• Liste des tâches:
**1.** Selon le texte sur le temps d'écran des enfants, quelle profession exerce Serge Tisseron ?
**2.** Indiquez si chacune des affirmations suivantes concorde avec le texte sur le temps d'écran des enfants, en citant les mots décisifs du texte :
(a) D'après la règle 3-6-9-12, les enfants de moins de trois ans ne devaient pas consommer de médias à écran.
(b) La règle de 2008 sert encore de référence aujourd'hui.
(c) D'après la règle 3-6-9-12, les enfants de douze ans pouvaient consommer jusqu'à quinze heures de médias par semaine.
**3.** Prolongez le texte sur le temps d'écran des enfants au-delà de sa dernière phrase.

━━━ Extrait du document

Utiliser son smartphone avec attention
Combien de temps mon enfant peut-il passer avec les médias ? La question semble simple. La réponse ne l'est pas. «Il est aujourd'hui impossible de fixer des temps d'écran valables pour toutes les familles et toutes les circonstances», déclare le psychanalyste français Serge Tisseron. Il y a quelques années encore, ce dernier avait fixé des limites claires avec la règle 3-6-9-12. Selon cette règle, les enfants de moins de trois ans ne devaient pas consommer de médias à écran et les enfants de douze ans ne devaient pas consommer plus de dix heures par semaine. Mais à l'époque, l'écran était encore principalement synonyme de télévision.
Aujourd'hui, la règle de 2008 ne sert même plus de référence, car elle soulève plus de questions qu'elle n'apporte de réponses. Par exemple, les parents ne devraient-ils vraiment pas montrer des photos de smartphones à leurs jeunes enfants simplement parce qu'elles apparaissent sur un écran ? Et les élèves doivent-ils déduire le temps qu'ils passent sur les applications éducatives du temps d'écran qui leur est accordé ?
De nombreux experts s'accordent à dire que les règles fixes n'ont plus de sens. Mais à quoi les parents remarquent-ils que leurs enfants passent trop de temps devant l'écran et comment doivent-ils s'orienter pour établir des règles individuelles ? Quel rôle joue leur propre comportement d'utilisation ?

━━━━━━
━━━ Matériel fourni

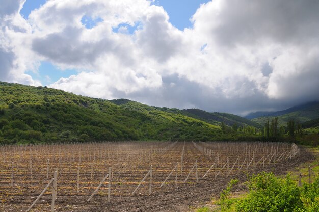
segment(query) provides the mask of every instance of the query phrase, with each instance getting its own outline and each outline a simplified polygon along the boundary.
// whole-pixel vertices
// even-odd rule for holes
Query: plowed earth
[[[52,178],[54,170],[58,171],[55,211],[185,211],[219,196],[231,179],[237,178],[244,182],[247,173],[264,171],[283,174],[313,158],[302,148],[294,157],[284,156],[285,152],[288,154],[290,150],[290,144],[258,144],[200,142],[197,143],[196,147],[191,142],[121,142],[2,147],[0,211],[2,209],[25,211]],[[284,156],[280,158],[281,155]],[[272,156],[273,159],[271,158]],[[263,156],[267,159],[262,164]],[[195,167],[196,160],[198,183],[195,169],[183,183]],[[228,166],[224,166],[227,161]],[[214,163],[216,165],[202,179]],[[177,188],[174,171],[160,188],[176,164]],[[149,194],[148,176],[132,195],[150,165],[152,165],[152,194]],[[78,194],[78,166],[81,167]],[[87,202],[107,174],[109,167],[112,170],[111,202],[108,202],[107,180]],[[245,189],[241,184],[234,188],[237,191]],[[50,211],[51,191],[50,188],[31,211]]]

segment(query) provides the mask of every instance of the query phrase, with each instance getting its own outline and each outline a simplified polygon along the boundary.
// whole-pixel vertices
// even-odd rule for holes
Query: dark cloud
[[[113,92],[117,98],[126,98],[150,105],[180,109],[198,108],[208,112],[231,113],[240,115],[257,111],[284,110],[313,100],[307,97],[289,100],[272,99],[264,93],[257,91],[249,97],[228,98],[220,93],[214,94],[214,91],[208,87],[179,77],[177,74],[164,77],[163,82],[163,87],[157,89],[144,89],[128,94],[116,90]]]

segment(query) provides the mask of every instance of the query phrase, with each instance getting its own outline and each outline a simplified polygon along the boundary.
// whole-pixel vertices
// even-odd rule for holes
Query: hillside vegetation
[[[132,104],[121,107],[45,87],[0,82],[0,142],[205,140],[223,136],[219,126]]]
[[[287,113],[278,115],[285,112]],[[319,102],[312,102],[306,104],[303,107],[291,108],[285,111],[273,113],[272,115],[271,116],[255,118],[251,119],[251,121],[261,125],[264,125],[268,119],[270,120],[275,117],[278,117],[279,125],[285,125],[290,120],[303,123],[319,118]]]

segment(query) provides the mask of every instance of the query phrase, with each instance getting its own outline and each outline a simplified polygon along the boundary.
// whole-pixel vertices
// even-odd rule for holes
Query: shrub
[[[319,211],[319,178],[299,188],[289,176],[277,178],[272,173],[253,175],[247,197],[238,202],[238,211]]]
[[[221,193],[220,203],[222,211],[227,211],[230,208],[230,206],[232,204],[232,201],[229,199],[230,190],[231,190],[232,187],[238,183],[238,182],[237,179],[232,179],[226,189],[223,190]]]

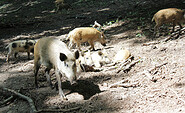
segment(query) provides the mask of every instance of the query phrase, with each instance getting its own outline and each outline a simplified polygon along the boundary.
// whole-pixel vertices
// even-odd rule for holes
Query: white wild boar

━━━━━━

• Les réponses:
**1.** Serge Tisseron est psychanalyste.

**2.**
(a) Oui : « les enfants de moins de trois ans ne devaient pas consommer de médias à écran ».
(b) Non : « la règle de 2008 ne sert même plus de référence ».
(c) Non : « les enfants de douze ans ne devaient pas consommer plus de dix heures par semaine ».

**3.**
Les règles médiatiques doivent être plus individuelles
Serge Tisseron a fait volte-face en ce qui concerne sa règle d'utilisation des médias - il s'est éloigné des directives concrètes pour se tourner vers des recommandations plus générales pour différentes tranches d'âge. Par exemple : garder les appareils en main pour les jeunes enfants et ne pas les laisser les utiliser. Ou encore : chercher à discuter avec les enfants à partir de six ans de ce qui doit ou ne doit pas être mis sur Internet. «Nous devons tenir compte de l'énorme potentiel créatif et interactif que recèlent aujourd'hui les médias numériques», déclare Tisseron. (Vous pouvez lire le résumé de ses nouvelles recommandations dans cet article).
Isabel Willemse, psychologue des médias et psychothérapeute spécialisée dans la dépendance en ligne à la ZHAW de Zurich, ne veut pas non plus s'engager à fixer des limites de temps(voir interview). La durée d'utilisation nocive pour les enfants dépend du caractère de chaque enfant et doit être évaluée par les parents eux-mêmes, puis vérifiée et adaptée en permanence. C'est fatigant, mais cela permet aux parents et aux enfants de rester en contact sur les médias.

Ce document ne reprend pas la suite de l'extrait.